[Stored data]
[Start of section]

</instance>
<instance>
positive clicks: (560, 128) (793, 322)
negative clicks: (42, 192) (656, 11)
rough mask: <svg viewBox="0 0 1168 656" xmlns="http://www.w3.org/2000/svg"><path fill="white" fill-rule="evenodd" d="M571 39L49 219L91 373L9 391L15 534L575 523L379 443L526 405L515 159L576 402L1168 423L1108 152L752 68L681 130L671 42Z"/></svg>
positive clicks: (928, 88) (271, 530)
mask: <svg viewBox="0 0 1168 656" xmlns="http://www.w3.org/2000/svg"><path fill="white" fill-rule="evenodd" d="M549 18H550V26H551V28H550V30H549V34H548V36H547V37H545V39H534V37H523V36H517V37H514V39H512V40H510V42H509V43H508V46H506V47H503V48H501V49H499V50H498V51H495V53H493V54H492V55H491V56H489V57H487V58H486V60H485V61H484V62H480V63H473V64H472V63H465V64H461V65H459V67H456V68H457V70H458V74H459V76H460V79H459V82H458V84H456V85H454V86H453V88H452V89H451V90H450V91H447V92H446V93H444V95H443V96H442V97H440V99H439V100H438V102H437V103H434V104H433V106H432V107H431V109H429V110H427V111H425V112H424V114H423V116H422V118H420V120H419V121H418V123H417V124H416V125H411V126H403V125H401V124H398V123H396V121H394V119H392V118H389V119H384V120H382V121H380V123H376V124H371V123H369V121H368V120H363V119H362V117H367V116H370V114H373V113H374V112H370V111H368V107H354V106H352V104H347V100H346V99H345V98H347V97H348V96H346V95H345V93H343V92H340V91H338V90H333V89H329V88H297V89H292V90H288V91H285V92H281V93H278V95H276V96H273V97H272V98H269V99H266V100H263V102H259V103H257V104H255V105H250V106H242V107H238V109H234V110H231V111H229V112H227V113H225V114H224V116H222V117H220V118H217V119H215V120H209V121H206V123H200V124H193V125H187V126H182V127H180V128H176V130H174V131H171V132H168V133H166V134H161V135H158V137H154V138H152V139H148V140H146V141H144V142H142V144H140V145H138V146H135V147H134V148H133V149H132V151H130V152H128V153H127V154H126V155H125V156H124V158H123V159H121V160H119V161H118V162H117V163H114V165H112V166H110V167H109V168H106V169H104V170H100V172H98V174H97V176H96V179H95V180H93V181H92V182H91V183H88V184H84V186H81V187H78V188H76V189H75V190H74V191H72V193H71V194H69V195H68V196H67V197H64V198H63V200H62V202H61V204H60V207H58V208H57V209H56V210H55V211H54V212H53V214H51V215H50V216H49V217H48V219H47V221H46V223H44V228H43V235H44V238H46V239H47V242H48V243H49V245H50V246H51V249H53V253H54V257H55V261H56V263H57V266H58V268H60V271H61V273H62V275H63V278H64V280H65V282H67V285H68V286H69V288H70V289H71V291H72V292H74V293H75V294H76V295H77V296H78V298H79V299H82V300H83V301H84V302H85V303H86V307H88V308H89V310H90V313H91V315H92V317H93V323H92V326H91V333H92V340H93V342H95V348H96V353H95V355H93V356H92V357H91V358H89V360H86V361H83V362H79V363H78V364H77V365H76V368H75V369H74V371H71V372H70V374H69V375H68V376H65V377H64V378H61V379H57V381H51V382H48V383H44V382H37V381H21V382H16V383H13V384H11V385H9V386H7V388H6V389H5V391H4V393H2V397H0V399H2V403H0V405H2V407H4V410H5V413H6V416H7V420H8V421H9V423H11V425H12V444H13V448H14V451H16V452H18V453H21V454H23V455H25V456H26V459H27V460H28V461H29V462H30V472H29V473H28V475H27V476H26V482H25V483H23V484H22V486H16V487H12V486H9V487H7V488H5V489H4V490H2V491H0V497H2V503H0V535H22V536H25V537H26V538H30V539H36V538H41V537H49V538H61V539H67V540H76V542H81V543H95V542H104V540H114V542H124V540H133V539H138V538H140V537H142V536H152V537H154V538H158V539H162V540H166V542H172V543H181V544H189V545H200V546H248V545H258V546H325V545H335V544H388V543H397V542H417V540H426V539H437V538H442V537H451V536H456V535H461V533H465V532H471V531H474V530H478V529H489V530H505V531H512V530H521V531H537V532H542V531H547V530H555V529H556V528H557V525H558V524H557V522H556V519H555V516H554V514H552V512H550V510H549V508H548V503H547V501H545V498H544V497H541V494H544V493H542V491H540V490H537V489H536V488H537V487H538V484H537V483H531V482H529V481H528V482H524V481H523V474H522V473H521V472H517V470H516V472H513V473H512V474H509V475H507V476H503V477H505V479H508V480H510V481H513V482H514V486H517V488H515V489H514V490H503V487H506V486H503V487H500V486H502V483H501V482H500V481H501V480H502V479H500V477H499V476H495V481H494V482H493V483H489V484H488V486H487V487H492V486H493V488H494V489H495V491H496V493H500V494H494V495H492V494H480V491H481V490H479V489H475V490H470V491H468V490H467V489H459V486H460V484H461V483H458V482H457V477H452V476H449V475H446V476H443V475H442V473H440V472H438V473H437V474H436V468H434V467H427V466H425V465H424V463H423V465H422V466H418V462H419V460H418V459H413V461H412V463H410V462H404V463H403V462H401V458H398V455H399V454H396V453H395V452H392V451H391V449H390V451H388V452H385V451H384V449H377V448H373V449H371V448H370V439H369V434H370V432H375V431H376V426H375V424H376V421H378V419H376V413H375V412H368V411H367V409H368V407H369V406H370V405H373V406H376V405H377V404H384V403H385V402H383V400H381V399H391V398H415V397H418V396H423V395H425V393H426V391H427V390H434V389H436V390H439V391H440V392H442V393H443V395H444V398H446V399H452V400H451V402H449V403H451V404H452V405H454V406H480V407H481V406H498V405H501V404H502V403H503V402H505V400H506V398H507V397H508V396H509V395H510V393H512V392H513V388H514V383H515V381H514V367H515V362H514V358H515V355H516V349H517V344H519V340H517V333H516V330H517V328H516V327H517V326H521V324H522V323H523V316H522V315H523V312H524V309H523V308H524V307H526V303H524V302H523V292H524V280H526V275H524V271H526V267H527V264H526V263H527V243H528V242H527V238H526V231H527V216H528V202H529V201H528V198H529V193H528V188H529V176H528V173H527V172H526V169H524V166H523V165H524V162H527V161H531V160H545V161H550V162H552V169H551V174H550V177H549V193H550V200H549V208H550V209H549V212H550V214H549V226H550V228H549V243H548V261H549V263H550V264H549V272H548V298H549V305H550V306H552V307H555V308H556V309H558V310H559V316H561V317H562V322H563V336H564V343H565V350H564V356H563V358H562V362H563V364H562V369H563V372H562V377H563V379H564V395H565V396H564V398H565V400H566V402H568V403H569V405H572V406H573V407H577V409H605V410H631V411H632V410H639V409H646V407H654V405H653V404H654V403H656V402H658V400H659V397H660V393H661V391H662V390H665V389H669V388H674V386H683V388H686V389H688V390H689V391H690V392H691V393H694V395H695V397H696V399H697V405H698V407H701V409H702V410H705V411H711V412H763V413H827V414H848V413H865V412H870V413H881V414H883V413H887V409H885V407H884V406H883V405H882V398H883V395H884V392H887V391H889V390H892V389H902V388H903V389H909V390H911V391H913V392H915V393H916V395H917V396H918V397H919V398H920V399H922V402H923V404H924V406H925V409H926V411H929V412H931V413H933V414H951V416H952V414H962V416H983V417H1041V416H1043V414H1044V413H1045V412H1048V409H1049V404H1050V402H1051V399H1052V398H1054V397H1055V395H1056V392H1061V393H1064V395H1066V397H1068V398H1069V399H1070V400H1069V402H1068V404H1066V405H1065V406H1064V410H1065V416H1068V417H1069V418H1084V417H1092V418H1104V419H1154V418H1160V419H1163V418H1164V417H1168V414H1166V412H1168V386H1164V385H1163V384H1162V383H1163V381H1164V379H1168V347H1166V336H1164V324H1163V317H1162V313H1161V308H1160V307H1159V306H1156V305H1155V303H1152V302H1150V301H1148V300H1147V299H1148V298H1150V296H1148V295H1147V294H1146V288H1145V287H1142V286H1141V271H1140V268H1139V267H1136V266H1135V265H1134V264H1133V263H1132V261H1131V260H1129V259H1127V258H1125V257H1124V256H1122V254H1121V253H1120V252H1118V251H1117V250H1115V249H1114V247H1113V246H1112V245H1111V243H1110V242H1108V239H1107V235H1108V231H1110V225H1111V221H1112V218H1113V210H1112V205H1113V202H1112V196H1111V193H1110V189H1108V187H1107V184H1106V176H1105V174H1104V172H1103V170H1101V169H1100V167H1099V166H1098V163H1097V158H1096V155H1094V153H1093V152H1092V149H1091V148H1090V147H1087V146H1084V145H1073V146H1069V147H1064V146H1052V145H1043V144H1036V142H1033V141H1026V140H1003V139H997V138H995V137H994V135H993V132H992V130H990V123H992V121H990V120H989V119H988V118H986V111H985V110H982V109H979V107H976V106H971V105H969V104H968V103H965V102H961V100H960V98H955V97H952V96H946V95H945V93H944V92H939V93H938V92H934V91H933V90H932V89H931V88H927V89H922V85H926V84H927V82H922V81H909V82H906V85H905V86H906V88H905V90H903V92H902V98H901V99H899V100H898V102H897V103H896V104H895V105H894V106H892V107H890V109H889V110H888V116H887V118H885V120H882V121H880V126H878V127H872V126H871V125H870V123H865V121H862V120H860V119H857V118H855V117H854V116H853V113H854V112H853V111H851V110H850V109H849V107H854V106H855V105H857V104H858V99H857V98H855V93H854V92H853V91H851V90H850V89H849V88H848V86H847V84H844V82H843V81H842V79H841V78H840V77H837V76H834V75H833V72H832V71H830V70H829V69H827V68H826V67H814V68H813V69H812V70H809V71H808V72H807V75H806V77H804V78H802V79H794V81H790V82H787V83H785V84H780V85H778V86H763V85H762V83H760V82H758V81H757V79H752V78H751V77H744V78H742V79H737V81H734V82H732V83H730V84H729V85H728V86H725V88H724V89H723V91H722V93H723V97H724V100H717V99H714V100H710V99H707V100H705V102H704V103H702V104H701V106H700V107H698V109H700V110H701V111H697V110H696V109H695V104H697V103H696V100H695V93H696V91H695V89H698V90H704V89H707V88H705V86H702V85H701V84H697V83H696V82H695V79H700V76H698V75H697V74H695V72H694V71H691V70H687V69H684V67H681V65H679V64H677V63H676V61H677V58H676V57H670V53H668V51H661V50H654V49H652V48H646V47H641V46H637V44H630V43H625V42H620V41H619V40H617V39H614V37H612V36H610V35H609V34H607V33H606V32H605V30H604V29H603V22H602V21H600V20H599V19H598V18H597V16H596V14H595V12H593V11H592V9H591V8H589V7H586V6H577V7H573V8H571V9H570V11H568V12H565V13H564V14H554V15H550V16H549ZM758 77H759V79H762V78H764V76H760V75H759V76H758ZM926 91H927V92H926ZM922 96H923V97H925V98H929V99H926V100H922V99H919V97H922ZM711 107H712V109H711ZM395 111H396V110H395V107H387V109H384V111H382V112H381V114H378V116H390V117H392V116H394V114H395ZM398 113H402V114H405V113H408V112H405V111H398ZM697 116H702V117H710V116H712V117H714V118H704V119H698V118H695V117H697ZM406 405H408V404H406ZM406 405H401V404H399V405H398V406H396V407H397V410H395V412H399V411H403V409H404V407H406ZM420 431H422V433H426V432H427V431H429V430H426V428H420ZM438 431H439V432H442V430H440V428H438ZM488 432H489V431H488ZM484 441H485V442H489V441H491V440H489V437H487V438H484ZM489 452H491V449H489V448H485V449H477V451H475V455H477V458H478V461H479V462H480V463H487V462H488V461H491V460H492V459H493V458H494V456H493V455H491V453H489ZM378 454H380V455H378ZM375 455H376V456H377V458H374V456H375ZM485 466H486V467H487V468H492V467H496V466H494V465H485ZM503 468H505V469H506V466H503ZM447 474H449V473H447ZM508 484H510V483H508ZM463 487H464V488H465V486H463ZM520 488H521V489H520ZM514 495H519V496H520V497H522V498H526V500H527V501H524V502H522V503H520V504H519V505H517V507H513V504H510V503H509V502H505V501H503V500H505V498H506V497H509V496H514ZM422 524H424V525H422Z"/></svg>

[End of section]

■ WORK ITEM ■
Which lines of the data above contain the string "positive", matching case exactly? Copy out each of those lines.

■ YOUR RESPONSE ■
positive clicks: (560, 128) (793, 322)
positive clicks: (928, 88) (271, 530)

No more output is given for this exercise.